Gratitude and clarifications

First, my thanks to everyone who responded to my blog post below. Some responses were comments, some were emails. I really do appreciate the feedback, support, questions, and concerns.

Second, a few clarifications. The “wall” I talk about in my prior post is not a person or even (in this case) a response from anyone. Rather, it’s the essential difficulty or paradox or irony–call it what fits–that emerges from the communications revolution we are currently experiencing. Massively disruptive, massively promising, and full of peril. I understand most high-stakes human experiences are exactly that mixture. Somehow, though, this particular revolution seems even more so to me–more of all those things. That’s one of the many reasons I peg the scale of this change to the invention of the phonetic alphabet.

I should also clarify that I have no intentions of giving up, though I may utter cries of distress from time to time. 🙂

Today’s seminar: Engelbart II, along with small questions like “what is technology?” (ten minutes of video there) and “what is a computer?” (some Turing and some Mother of all Demos there) and “what is the meaning of meaning?” (no kidding–but that’s another story).

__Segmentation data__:
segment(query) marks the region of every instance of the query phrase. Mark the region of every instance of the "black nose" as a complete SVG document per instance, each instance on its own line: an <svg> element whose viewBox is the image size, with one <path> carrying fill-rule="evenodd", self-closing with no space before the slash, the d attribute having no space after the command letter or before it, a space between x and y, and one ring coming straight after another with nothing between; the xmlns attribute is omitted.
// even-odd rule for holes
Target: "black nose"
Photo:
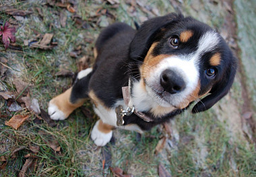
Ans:
<svg viewBox="0 0 256 177"><path fill-rule="evenodd" d="M177 74L177 72L166 69L162 72L160 84L164 91L170 94L179 93L185 89L186 83L183 78Z"/></svg>

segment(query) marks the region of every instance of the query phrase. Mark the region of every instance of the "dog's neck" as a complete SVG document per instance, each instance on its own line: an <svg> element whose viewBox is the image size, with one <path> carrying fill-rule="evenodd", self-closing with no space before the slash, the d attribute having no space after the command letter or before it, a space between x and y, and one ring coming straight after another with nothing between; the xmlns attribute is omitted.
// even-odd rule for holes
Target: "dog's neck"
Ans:
<svg viewBox="0 0 256 177"><path fill-rule="evenodd" d="M154 117L162 117L177 109L174 107L162 107L156 103L148 93L141 80L131 82L133 82L130 84L132 86L129 89L130 99L137 111L148 113Z"/></svg>

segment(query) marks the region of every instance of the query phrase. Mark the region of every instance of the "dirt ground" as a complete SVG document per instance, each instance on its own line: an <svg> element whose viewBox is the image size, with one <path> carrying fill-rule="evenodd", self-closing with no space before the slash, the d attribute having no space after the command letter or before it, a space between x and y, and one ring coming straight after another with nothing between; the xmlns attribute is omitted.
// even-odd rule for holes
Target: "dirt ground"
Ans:
<svg viewBox="0 0 256 177"><path fill-rule="evenodd" d="M0 1L0 25L15 29L7 50L0 37L0 176L256 176L255 9L249 0ZM142 135L115 130L104 148L90 139L90 101L49 119L48 102L92 65L104 27L170 12L207 23L232 49L239 68L227 96Z"/></svg>

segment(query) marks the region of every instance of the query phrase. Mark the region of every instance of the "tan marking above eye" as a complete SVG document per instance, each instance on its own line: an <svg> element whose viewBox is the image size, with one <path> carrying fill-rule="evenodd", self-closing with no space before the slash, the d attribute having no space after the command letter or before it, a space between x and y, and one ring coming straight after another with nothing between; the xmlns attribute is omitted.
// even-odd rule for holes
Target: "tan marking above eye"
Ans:
<svg viewBox="0 0 256 177"><path fill-rule="evenodd" d="M220 64L220 54L216 53L210 59L210 64L212 66L218 66Z"/></svg>
<svg viewBox="0 0 256 177"><path fill-rule="evenodd" d="M191 30L183 32L180 36L180 40L181 42L187 42L193 35L193 32Z"/></svg>

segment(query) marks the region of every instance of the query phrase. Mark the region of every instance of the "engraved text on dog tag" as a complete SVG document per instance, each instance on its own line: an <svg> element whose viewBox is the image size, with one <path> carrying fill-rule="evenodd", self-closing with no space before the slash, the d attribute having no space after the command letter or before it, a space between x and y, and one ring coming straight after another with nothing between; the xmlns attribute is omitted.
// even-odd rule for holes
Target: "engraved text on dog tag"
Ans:
<svg viewBox="0 0 256 177"><path fill-rule="evenodd" d="M123 117L125 115L123 112L123 107L121 105L119 105L117 107L116 107L115 111L117 113L117 125L121 126L125 123L123 119Z"/></svg>

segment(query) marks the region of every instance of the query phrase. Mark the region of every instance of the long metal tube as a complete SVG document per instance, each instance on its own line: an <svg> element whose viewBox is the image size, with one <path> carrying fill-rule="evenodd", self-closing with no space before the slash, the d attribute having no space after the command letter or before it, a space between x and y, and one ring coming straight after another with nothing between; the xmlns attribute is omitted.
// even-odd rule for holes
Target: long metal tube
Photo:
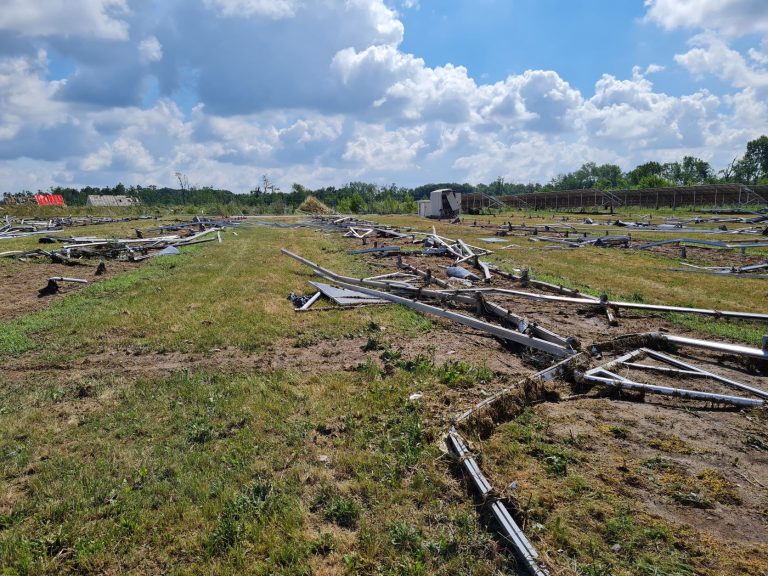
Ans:
<svg viewBox="0 0 768 576"><path fill-rule="evenodd" d="M681 312L686 314L701 314L705 316L716 316L723 318L740 318L743 320L759 320L768 322L768 314L756 312L732 312L728 310L709 310L706 308L688 308L685 306L666 306L662 304L641 304L639 302L621 302L617 300L608 300L598 302L587 298L576 298L572 296L552 296L549 294L536 294L534 292L524 292L522 290L510 290L508 288L459 288L456 290L445 290L444 292L485 292L490 294L505 294L508 296L518 296L527 300L541 302L561 302L564 304L581 304L584 306L600 305L609 308L627 308L636 310L653 310L656 312Z"/></svg>
<svg viewBox="0 0 768 576"><path fill-rule="evenodd" d="M317 264L315 264L314 262L311 262L310 260L307 260L306 258L302 258L301 256L294 254L293 252L290 252L289 250L286 250L283 248L281 251L286 256L290 256L291 258L294 258L295 260L298 260L299 262L306 264L316 272L321 272L320 275L325 276L326 278L329 278L331 280L334 280L342 288L347 288L349 290L356 290L358 292L362 292L363 294L376 296L377 298L381 298L382 300L387 300L395 304L403 304L408 308L412 308L414 310L418 310L419 312L424 312L426 314L433 314L435 316L448 318L450 320L454 320L465 326L469 326L470 328L475 328L477 330L481 330L483 332L493 334L494 336L497 336L504 340L510 340L512 342L522 344L523 346L527 346L529 348L535 348L536 350L541 350L543 352L552 354L553 356L557 356L560 358L564 358L574 354L573 350L569 348L565 348L563 346L554 344L552 342L547 342L546 340L541 340L534 336L527 336L525 334L521 334L519 332L515 332L513 330L509 330L501 326L495 326L493 324L489 324L488 322L483 322L482 320L478 320L477 318L472 318L471 316L466 316L464 314L459 314L457 312L444 310L443 308L438 308L436 306L431 306L429 304L417 302L409 298L396 296L389 292L383 292L381 290L374 290L372 288L368 288L367 286L361 285L362 283L361 280L354 279L354 282L350 282L349 280L352 280L352 279L346 279L344 277L341 277L338 274L331 272L330 270L327 270L325 268L322 268L321 266L318 266ZM370 284L381 284L381 283L371 282ZM385 286L390 287L391 285L385 285ZM405 287L405 288L410 288L410 287Z"/></svg>
<svg viewBox="0 0 768 576"><path fill-rule="evenodd" d="M653 394L663 394L665 396L676 396L679 398L688 398L691 400L705 400L709 402L725 402L727 404L733 404L734 406L762 406L762 400L754 400L752 398L743 398L741 396L729 396L726 394L713 394L712 392L699 392L698 390L686 390L684 388L671 388L669 386L656 386L654 384L641 384L640 382L634 382L627 378L622 378L618 374L609 372L608 370L595 369L590 370L592 374L587 373L584 375L584 379L589 382L597 382L599 384L610 384L616 388L626 388L629 390L642 390L644 392L650 392ZM595 374L605 374L605 376L596 376Z"/></svg>

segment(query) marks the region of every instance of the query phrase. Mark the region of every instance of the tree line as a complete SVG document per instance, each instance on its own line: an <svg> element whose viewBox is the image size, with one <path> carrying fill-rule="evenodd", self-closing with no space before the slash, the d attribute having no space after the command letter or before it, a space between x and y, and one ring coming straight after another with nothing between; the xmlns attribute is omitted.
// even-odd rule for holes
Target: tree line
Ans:
<svg viewBox="0 0 768 576"><path fill-rule="evenodd" d="M177 174L177 177L180 189L151 185L126 187L120 183L105 188L86 186L76 189L57 186L51 188L50 193L64 196L69 206L84 206L88 196L92 194L126 195L138 198L145 206L199 206L220 213L242 211L253 214L291 213L312 195L337 212L345 214L408 214L416 212L418 200L429 198L429 193L439 188L452 188L462 193L480 192L491 196L504 196L586 188L616 190L718 183L768 184L768 136L749 141L744 155L734 158L727 167L719 171L715 171L705 160L694 156L684 156L675 162L645 162L628 172L623 172L615 164L598 165L587 162L574 172L557 175L547 184L511 183L497 178L489 184L441 182L416 188L396 184L381 186L368 182L349 182L339 188L328 186L313 190L295 183L290 192L283 192L272 185L265 176L263 186L257 185L247 194L235 194L210 186L190 187L183 175ZM28 198L31 193L5 193L5 197Z"/></svg>

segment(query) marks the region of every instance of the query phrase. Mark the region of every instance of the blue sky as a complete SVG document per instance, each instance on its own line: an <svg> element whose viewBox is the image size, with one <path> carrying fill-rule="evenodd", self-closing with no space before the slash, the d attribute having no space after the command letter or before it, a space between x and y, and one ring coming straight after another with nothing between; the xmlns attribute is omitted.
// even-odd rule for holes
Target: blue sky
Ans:
<svg viewBox="0 0 768 576"><path fill-rule="evenodd" d="M0 192L546 182L768 133L764 0L0 3Z"/></svg>

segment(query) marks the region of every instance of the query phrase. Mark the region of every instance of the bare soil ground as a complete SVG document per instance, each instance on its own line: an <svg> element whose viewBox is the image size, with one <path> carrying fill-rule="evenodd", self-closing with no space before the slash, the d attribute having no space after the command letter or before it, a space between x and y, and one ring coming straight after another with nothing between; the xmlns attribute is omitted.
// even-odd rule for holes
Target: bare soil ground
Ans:
<svg viewBox="0 0 768 576"><path fill-rule="evenodd" d="M379 245L401 245L412 248L409 241L379 239ZM348 248L360 247L359 241L344 243ZM369 242L369 246L370 246ZM678 248L659 247L659 253L675 258ZM713 260L713 256L715 260ZM716 258L723 257L717 261ZM728 263L725 263L725 258ZM396 270L394 257L365 255L374 269L383 273ZM702 265L744 265L761 261L752 256L741 256L738 251L722 252L688 248L688 260ZM404 256L403 261L422 270L430 269L435 277L447 279L444 268L453 263L451 258ZM0 268L3 294L0 298L0 320L17 318L66 297L79 289L78 285L62 285L60 294L38 298L37 290L50 276L75 276L98 281L109 278L139 264L108 262L107 274L94 277L90 268L72 268L53 264L29 264ZM467 268L471 269L469 264ZM520 283L495 275L488 286L521 289ZM522 288L531 292L536 289ZM610 326L599 309L580 306L533 302L515 298L496 297L493 300L515 314L536 321L537 324L562 336L577 338L582 349L593 342L610 340L616 336L649 331L670 331L676 334L707 338L706 335L682 329L665 318L653 314L625 312L618 326ZM285 313L293 314L285 301ZM464 311L464 308L457 308ZM323 312L318 312L322 314ZM346 312L354 314L354 311ZM379 346L371 347L371 339ZM453 419L484 398L509 386L514 386L543 368L534 358L510 353L498 340L486 334L464 328L443 319L433 321L432 329L418 337L404 338L373 330L353 334L347 338L307 342L300 338L274 342L266 350L255 353L238 348L212 349L207 353L179 352L147 353L141 348L94 350L85 356L61 364L43 364L39 355L26 354L9 359L4 366L5 386L24 386L30 382L57 382L65 389L64 399L56 404L57 420L62 427L77 425L89 411L115 402L120 384L144 378L164 376L188 370L190 372L262 372L298 371L336 372L358 370L366 362L373 362L384 373L395 370L383 352L400 350L404 359L423 357L434 366L453 360L473 365L485 365L493 377L471 382L466 386L423 389L418 376L414 376L410 392L420 392L419 402L425 408L425 417L433 424L447 427ZM736 358L727 358L706 352L677 354L738 381L765 388L765 376L749 370ZM608 361L606 357L597 363ZM652 361L643 361L653 364ZM92 390L88 381L105 373L115 375L115 385L106 390ZM638 381L711 392L733 394L734 390L711 381L695 378L670 378L653 372L623 371L622 374ZM563 396L573 390L561 388ZM574 469L597 489L613 491L621 497L642 505L644 514L664 519L674 525L690 527L697 533L719 543L737 542L740 546L754 544L754 560L768 566L768 433L764 410L736 411L712 409L703 403L683 402L661 396L638 394L609 395L605 390L593 389L588 397L570 401L545 403L534 408L546 422L546 434L556 442L567 443L578 438L584 449ZM497 423L502 426L504 423ZM325 438L333 433L333 423L327 430L314 434L313 442L324 446ZM529 494L543 490L567 492L557 479L542 481L540 470L532 462L514 462L503 450L494 449L493 439L481 448L494 486L506 487L518 481L520 488L514 494L518 501ZM498 446L496 446L498 448ZM23 493L24 478L16 479L0 495L0 513L13 508ZM701 487L704 486L705 489ZM702 500L696 500L701 497ZM553 504L558 511L560 503ZM345 537L340 531L340 538ZM556 555L557 550L543 543L545 552ZM756 564L757 565L757 564ZM318 567L319 573L330 567ZM711 574L715 572L707 572ZM765 573L765 572L763 572Z"/></svg>

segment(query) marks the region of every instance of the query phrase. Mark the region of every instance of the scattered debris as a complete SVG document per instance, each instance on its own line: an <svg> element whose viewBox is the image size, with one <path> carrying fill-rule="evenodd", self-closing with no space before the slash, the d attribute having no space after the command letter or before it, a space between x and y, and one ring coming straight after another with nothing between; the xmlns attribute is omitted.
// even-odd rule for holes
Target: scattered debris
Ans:
<svg viewBox="0 0 768 576"><path fill-rule="evenodd" d="M75 284L88 284L88 280L82 280L80 278L64 278L61 276L54 276L52 278L48 278L48 284L40 288L40 290L37 291L37 297L42 298L43 296L51 296L53 294L56 294L60 290L59 282L72 282Z"/></svg>

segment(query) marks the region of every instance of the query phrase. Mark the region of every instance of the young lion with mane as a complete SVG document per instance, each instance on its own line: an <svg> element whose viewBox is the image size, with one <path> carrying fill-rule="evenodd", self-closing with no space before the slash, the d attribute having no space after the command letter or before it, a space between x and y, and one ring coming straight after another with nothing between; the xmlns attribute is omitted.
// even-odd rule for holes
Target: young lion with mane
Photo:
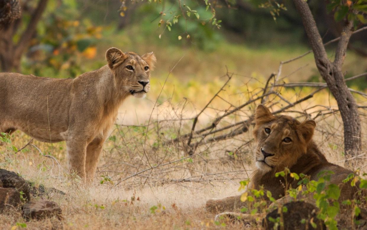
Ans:
<svg viewBox="0 0 367 230"><path fill-rule="evenodd" d="M333 171L330 183L339 185L339 200L352 199L356 187L342 181L352 173L351 171L327 161L312 139L316 122L309 120L300 123L288 116L274 116L262 105L259 105L255 113L255 126L253 134L257 142L255 153L257 168L252 175L249 187L259 189L263 186L270 191L276 199L284 196L285 180L276 178L276 172L287 167L292 172L303 173L317 181L319 173ZM297 181L288 177L287 181L293 188ZM212 212L224 212L238 209L245 203L241 195L223 199L210 200L206 209Z"/></svg>
<svg viewBox="0 0 367 230"><path fill-rule="evenodd" d="M106 57L108 64L75 79L0 73L0 132L66 141L71 171L92 180L119 108L129 95L145 96L156 61L153 52L115 48Z"/></svg>

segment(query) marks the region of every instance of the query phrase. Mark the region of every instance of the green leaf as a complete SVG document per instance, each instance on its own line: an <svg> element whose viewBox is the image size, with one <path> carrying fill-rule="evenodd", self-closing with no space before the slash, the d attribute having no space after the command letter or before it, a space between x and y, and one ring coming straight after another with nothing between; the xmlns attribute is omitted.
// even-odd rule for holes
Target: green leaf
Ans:
<svg viewBox="0 0 367 230"><path fill-rule="evenodd" d="M348 13L349 8L346 5L343 5L340 7L340 9L335 12L334 15L334 19L337 22L338 22L343 18Z"/></svg>
<svg viewBox="0 0 367 230"><path fill-rule="evenodd" d="M338 200L340 196L340 189L336 185L329 185L328 188L326 190L326 194L329 198L335 200Z"/></svg>
<svg viewBox="0 0 367 230"><path fill-rule="evenodd" d="M354 208L355 216L358 216L359 215L359 214L361 213L361 209L358 206L356 206Z"/></svg>

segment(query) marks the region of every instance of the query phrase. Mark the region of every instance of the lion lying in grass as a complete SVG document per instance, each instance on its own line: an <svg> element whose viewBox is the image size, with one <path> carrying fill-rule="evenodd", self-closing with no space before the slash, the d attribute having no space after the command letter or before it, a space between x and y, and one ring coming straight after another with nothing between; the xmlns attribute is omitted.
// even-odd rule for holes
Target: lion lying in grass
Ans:
<svg viewBox="0 0 367 230"><path fill-rule="evenodd" d="M71 171L92 180L119 108L129 95L145 96L156 61L152 52L115 48L106 57L108 65L75 79L0 73L0 132L66 141Z"/></svg>
<svg viewBox="0 0 367 230"><path fill-rule="evenodd" d="M258 143L255 155L257 168L251 177L250 189L258 190L263 186L277 199L284 196L286 183L284 178L276 178L275 175L285 167L291 172L302 173L315 181L317 181L320 172L330 170L334 174L331 175L329 183L339 185L339 200L353 199L357 188L342 183L353 172L328 162L319 150L312 140L316 126L315 121L300 123L288 116L275 116L267 108L259 105L256 109L255 123L253 134ZM289 176L287 181L292 188L297 188L297 181ZM240 197L240 195L210 200L206 208L214 212L238 210L246 206Z"/></svg>

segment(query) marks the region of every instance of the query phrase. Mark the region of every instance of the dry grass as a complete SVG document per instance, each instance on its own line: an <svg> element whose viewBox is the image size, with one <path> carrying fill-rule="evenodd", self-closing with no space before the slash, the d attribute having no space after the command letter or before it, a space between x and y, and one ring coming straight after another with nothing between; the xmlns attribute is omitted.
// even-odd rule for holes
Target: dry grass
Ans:
<svg viewBox="0 0 367 230"><path fill-rule="evenodd" d="M200 135L194 136L193 141L200 145L193 148L191 156L188 155L190 149L185 145L187 137L179 138L176 143L170 142L189 131L193 118L202 109L205 109L199 117L195 130L207 127L216 118L261 94L264 78L257 75L237 77L234 77L231 84L224 87L218 94L219 96L206 107L205 105L222 86L225 78L209 87L199 85L197 88L188 88L184 85L176 86L173 90L174 78L174 84L167 83L159 98L157 92L159 93L159 90L157 89L153 96L150 96L150 100L131 99L126 102L117 121L123 125L116 126L105 143L95 179L88 187L79 184L77 178L68 175L65 171L64 143L32 142L43 153L51 153L55 157L61 165L59 167L55 161L42 156L29 146L15 153L16 151L12 148L13 145L19 149L30 140L19 131L16 132L11 138L11 144L0 147L0 168L15 171L36 184L65 192L64 195L52 193L44 197L33 197L57 203L63 209L63 219L61 222L51 218L26 222L18 212L12 211L0 215L0 228L10 229L17 226L17 223L26 223L29 229L50 229L52 226L66 229L243 227L241 223L225 220L215 222L214 215L206 212L203 206L208 199L238 194L239 182L251 174L255 144L251 141L251 120L247 131L230 138L204 141L201 144ZM163 82L155 84L155 88L159 89ZM190 93L190 90L195 92ZM277 90L278 96L269 96L268 104L272 105L273 110L281 109L288 104L279 95L294 103L313 90L299 88L286 90L280 87ZM201 97L198 96L199 93ZM182 97L186 93L194 95L195 100L171 100L175 95ZM333 110L337 108L335 103L328 93L324 90L317 93L284 112L301 119L306 117L316 118L317 126L315 140L329 161L342 166L341 119L337 111ZM356 98L360 105L367 105L364 97ZM259 101L226 116L211 130L250 120ZM132 107L134 109L127 110ZM365 172L367 171L365 110L360 110L364 147L353 168ZM124 125L132 124L135 125ZM236 130L229 130L206 136L202 140ZM101 184L104 178L106 180Z"/></svg>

__THINGS TO DO__:
**a.** In the blog post, what invention does the writer compare the scale of this change to?
**b.** List the questions the blog post says today's seminar takes up alongside Engelbart II.
**c.** Pick up the blog post right after its final sentence and keep writing.

__TASK-BY-TASK RESULTS__:
**a.** The invention of the phonetic alphabet.

**b.**
- "what is technology?"
- "what is a computer?"
- "what is the meaning of meaning?"

**c.**
2 thoughts on “Gratitude and clarifications

  1. I’m just consistently impressed with your optimism! It makes it a joy to be in your seminar. I feel like a I’m slowly warming up to all of this new technology in a very positive way. In fact, a couple of weeks ago, my boyfriend was in China and our communications were very limited. After attending the New Media class where we used our iPods to create video and then uploaded it to you on Bearspace, I thought to myself: “I could do this with him!” In just a few minutes I had created a video of myself saying “hi,” shared the folder with him, and then uploaded it for him to view. He was so impressed with my technological savyness (haha…if you can even call it that), and he then proceeded to become more and more intrigued with this seminar I am a part of. All that to say, I think that despite the limitations of all of this stuff, it really is amazing how it can keep people connected (both personally and professionall). So thanks for leading the charge!

  2. Gardner! The joys of Google! I love your blog; you look and sound so much happier. I especially love it that you and your son visited Chris Bell’s grave.
    Give Alice my best.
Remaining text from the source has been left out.